»»

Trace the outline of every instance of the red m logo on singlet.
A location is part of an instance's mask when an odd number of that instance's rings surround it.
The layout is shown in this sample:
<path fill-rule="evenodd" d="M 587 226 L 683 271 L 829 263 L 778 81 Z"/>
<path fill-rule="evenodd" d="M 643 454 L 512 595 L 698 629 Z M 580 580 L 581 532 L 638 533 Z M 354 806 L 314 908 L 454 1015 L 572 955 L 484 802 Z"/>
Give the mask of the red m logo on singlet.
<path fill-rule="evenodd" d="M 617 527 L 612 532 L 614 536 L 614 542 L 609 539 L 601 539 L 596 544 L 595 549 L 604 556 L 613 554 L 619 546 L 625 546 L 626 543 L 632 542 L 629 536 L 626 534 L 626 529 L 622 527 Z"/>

««

* **What is required**
Copy the listing above line for line, reproducing every character without alteration.

* **Correct result**
Trace the outline of every instance of the red m logo on singlet.
A location is part of an instance's mask when an odd number of that instance's rings surround it.
The layout is shown in this sample:
<path fill-rule="evenodd" d="M 587 226 L 683 271 L 829 263 L 778 81 Z"/>
<path fill-rule="evenodd" d="M 643 454 L 512 595 L 698 629 Z M 580 580 L 581 532 L 638 533 Z M 354 806 L 314 908 L 454 1015 L 572 955 L 484 802 Z"/>
Give the mask of the red m logo on singlet.
<path fill-rule="evenodd" d="M 617 527 L 612 532 L 614 536 L 614 542 L 609 539 L 601 539 L 596 544 L 595 549 L 604 556 L 613 554 L 619 546 L 625 546 L 626 543 L 632 542 L 629 536 L 626 534 L 626 529 L 622 527 Z"/>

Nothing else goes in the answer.